**Directions**
Set down the entries exactly as they appear, apart from the images, which stay out.

**Extracted records**
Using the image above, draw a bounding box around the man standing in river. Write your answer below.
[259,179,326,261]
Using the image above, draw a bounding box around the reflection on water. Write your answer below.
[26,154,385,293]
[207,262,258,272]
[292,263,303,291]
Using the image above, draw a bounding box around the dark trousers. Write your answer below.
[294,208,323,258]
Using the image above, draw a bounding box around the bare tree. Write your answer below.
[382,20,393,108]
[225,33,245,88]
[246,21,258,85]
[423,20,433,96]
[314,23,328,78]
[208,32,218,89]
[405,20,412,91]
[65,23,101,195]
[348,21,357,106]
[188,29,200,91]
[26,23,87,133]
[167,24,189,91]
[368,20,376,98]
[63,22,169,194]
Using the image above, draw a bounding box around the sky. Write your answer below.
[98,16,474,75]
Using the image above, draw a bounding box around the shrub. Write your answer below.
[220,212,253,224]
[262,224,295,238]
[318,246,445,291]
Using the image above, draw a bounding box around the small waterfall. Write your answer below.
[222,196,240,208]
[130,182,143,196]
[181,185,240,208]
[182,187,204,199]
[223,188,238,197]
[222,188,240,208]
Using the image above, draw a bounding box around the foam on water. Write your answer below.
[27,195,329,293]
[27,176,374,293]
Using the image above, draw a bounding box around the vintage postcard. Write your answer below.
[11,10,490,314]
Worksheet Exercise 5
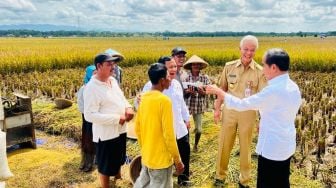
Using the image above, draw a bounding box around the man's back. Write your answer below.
[256,74,301,160]
[135,90,180,169]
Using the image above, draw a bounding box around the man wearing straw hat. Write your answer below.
[181,55,211,152]
[213,35,267,188]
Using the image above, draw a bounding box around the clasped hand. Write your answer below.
[119,107,134,125]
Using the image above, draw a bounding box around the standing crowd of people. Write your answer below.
[77,35,302,188]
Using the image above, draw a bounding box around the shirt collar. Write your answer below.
[268,73,289,85]
[236,59,256,70]
[92,75,114,86]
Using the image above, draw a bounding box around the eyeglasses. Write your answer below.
[103,61,116,66]
[175,54,186,58]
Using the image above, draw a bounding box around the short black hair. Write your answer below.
[157,56,172,65]
[148,63,167,85]
[264,48,290,71]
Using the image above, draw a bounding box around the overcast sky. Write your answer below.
[0,0,335,32]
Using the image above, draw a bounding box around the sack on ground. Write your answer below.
[0,131,13,180]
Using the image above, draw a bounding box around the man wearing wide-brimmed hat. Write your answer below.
[181,55,211,153]
[213,35,267,188]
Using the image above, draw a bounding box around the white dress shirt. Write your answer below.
[0,92,4,121]
[224,73,302,161]
[143,79,190,139]
[77,85,84,114]
[84,76,132,142]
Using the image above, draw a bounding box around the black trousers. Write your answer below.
[257,155,291,188]
[95,136,124,176]
[81,114,95,154]
[177,133,190,183]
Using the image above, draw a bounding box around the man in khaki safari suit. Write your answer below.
[213,35,267,188]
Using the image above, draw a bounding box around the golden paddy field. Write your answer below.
[1,37,335,187]
[0,37,335,74]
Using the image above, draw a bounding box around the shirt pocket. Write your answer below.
[227,74,238,89]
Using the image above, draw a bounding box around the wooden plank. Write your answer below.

**Response to the exercise**
Using the image above, draw a bounding box around the man standing in river. Write your answer below.
[259,179,326,261]
Using the image above, draw a bounding box around the reflection on water. Write your answer below.
[26,154,385,293]
[207,262,258,272]
[292,263,303,291]
Using the image above, draw a bounding box around the dark trousers. Write your answer below.
[294,208,323,258]
Using the image above, draw a bounding box around the bare tree. Write your answer below.
[382,20,393,108]
[225,33,245,88]
[246,21,258,85]
[423,20,433,96]
[314,23,328,78]
[208,32,218,89]
[405,20,412,91]
[65,23,101,195]
[348,21,357,106]
[188,29,200,91]
[26,23,87,133]
[167,24,189,91]
[368,20,376,98]
[63,22,169,194]
Using the image above, draw a bounding box around the sky. Write your answer below.
[98,16,474,75]
Using the image above, draw a bounding box around the shrub. Write your answer below.
[220,212,253,224]
[262,224,295,238]
[318,246,445,291]
Using the image above, draw a bounding box around the small waterfall. Write your answer below.
[222,196,240,208]
[130,182,143,196]
[181,185,240,208]
[182,187,204,199]
[223,188,238,197]
[222,188,240,208]
Using the image above, draw a bounding box around the foam on water. Write your answer below.
[27,195,329,293]
[27,176,374,293]
Using the image above, draw a bounding box around the vintage postcard. Write your answer below.
[11,10,490,314]
Worksheet Exercise 5
Using the image above, draw a bounding box around the man's back. Write your answer below.
[256,74,301,160]
[135,90,180,169]
Using the image above, draw a bounding box around the man wearing straw hat. Write your answer below.
[181,55,211,152]
[213,35,267,188]
Using the image above, draw a bounding box around the clasped hand. Write your answer below.
[119,107,134,125]
Using the image above, draw a bounding box around the standing crowd of people. Write your answer below.
[77,35,302,188]
Using the image above, draw a bounding box around the shirt collar. Write your answer below.
[268,73,289,85]
[236,59,256,70]
[92,75,114,86]
Using the image above, draw a bounding box around the eyeglasses. Write your answer below.
[103,61,116,66]
[175,54,186,58]
Using the image above, draw a bounding box around the short black hair. Write your answer below.
[157,56,172,65]
[148,63,167,85]
[264,48,290,71]
Using the image above, draw a bounding box around the overcast sky. Write your answer below.
[0,0,335,32]
Using the image above, draw a bounding box around the sack on ground. Write your answer below.
[0,131,13,180]
Using the image above, draw a bounding box around the man wearing wide-brimmed hat. Write your answer below.
[181,55,211,153]
[213,35,267,188]
Using the image above, draw a bounding box around the white dress shirt. Write your answer below.
[0,92,4,121]
[224,73,302,161]
[143,79,190,139]
[77,85,84,114]
[84,76,132,142]
Using the image above, draw a bounding box around the black trousers. Write your answer below.
[257,155,291,188]
[95,136,124,176]
[81,114,95,154]
[177,133,190,183]
Using the image above, draw a bounding box around the man in khaki safari suit. Write your answer below.
[213,35,267,188]
Using the image above, draw a bounding box around the golden paddy field. Write your answer below.
[1,37,335,187]
[0,37,335,74]
Using the image above, draw a bounding box around the shirt pocket. Write your answer below.
[227,74,238,89]
Using the image above, draw a bounding box around the wooden plank. Write your answer below.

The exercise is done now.